Natomiast moja historia zaczęła się w drugiej podróży do Maroko, wtedy miałam okazję zakosztować pożywnej zupy harira. Zwiedzając Maroko pod opieką mojego męża. Pierwszy raz jadłam harire w restauracji przy placu Jemaa el fna w Marakesz. Na placu Jemaa el fna możesz spróbować ròżnych tradycyjnych marokańskich potraw miedzyinnymi właśnie - znaną harire. Zwykle podaje się ją w Ramadan, dlatego że jest pożywna i po całym dniu głodówki przywraca nam energię. Często podawana z kawałkiem cytryny by móc zakropić sokiem, ( jeśli ktoś lubi) mój mąż przeważnie tak robi, bądź obecności słodkiego ciasteczka. W mojej rodzinie używa się dużych ilości imbiru, kurkumy, papryki i pieprzu duża ilość przypraw to podstawa by nadać potrawie wyrazistości. Ja osobiście uwielbiam z dodatkiem dużej ilości ciecierzycy i selera. Tą wersję przygotowuje moja teściowa. Jeśli chcecie spróbować samemu oto sposób. 

Polecam.:))

+++

ZESTAW ZADAŃ:
a) Przepisz z tekstu o zupie harira fragment od słów „Natomiast moja historia” aż do słów „samemu oto sposób.” włącznie.
b) Przedstaw w formie listy akapit tekstu o zupie harira zaczynający się od słów „Natomiast moja historia zaczęła się”, zachowując jego główne fakty.

WYCIĄG Z DANYCH:
+++

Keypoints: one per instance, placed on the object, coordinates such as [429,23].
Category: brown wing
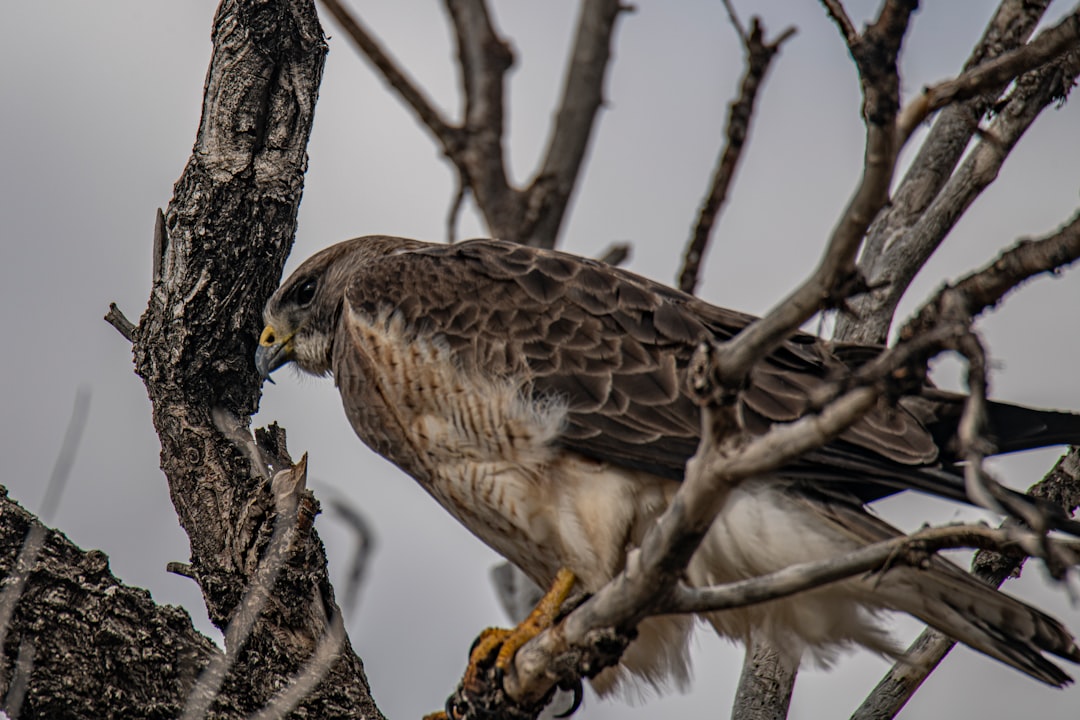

+++

ODPOWIEDZI:
a)
Natomiast moja historia zaczęła się w drugiej podróży do Maroko, wtedy miałam okazję zakosztować pożywnej zupy harira. Zwiedzając Maroko pod opieką mojego męża. Pierwszy raz jadłam harire w restauracji przy placu Jemaa el fna w Marakesz. Na placu Jemaa el fna możesz spróbować ròżnych tradycyjnych marokańskich potraw miedzyinnymi właśnie - znaną harire. Zwykle podaje się ją w Ramadan, dlatego że jest pożywna i po całym dniu głodówki przywraca nam energię. Często podawana z kawałkiem cytryny by móc zakropić sokiem, ( jeśli ktoś lubi) mój mąż przeważnie tak robi, bądź obecności słodkiego ciasteczka. W mojej rodzinie używa się dużych ilości imbiru, kurkumy, papryki i pieprzu duża ilość przypraw to podstawa by nadać potrawie wyrazistości. Ja osobiście uwielbiam z dodatkiem dużej ilości ciecierzycy i selera. Tą wersję przygotowuje moja teściowa. Jeśli chcecie spróbować samemu oto sposób.

b)
- Pierwsze zetknięcie z zupą harira nastąpiło podczas drugiej podróży do Maroka, zwiedzanego pod opieką męża.
- Po raz pierwszy harira została zjedzona w restauracji przy placu Jemaa el fna w Marakeszu.
- Na tym placu można spróbować różnych tradycyjnych potraw marokańskich, w tym hariry.
- Zupę podaje się zwykle w Ramadan, ponieważ jest pożywna i przywraca energię po całym dniu głodówki.
- Często podaje się ją z kawałkiem cytryny do skropienia sokiem (mąż zwykle tak robi) lub ze słodkim ciasteczkiem.
- W rodzinie używa się dużo imbiru, kurkumy, papryki i pieprzu, bo obfitość przypraw nadaje potrawie wyrazistości.
- Ulubiona wersja zawiera dużo ciecierzycy i selera; przygotowuje ją teściowa.
- Akapit kończy zapowiedź sposobu przygotowania zupy dla chętnych.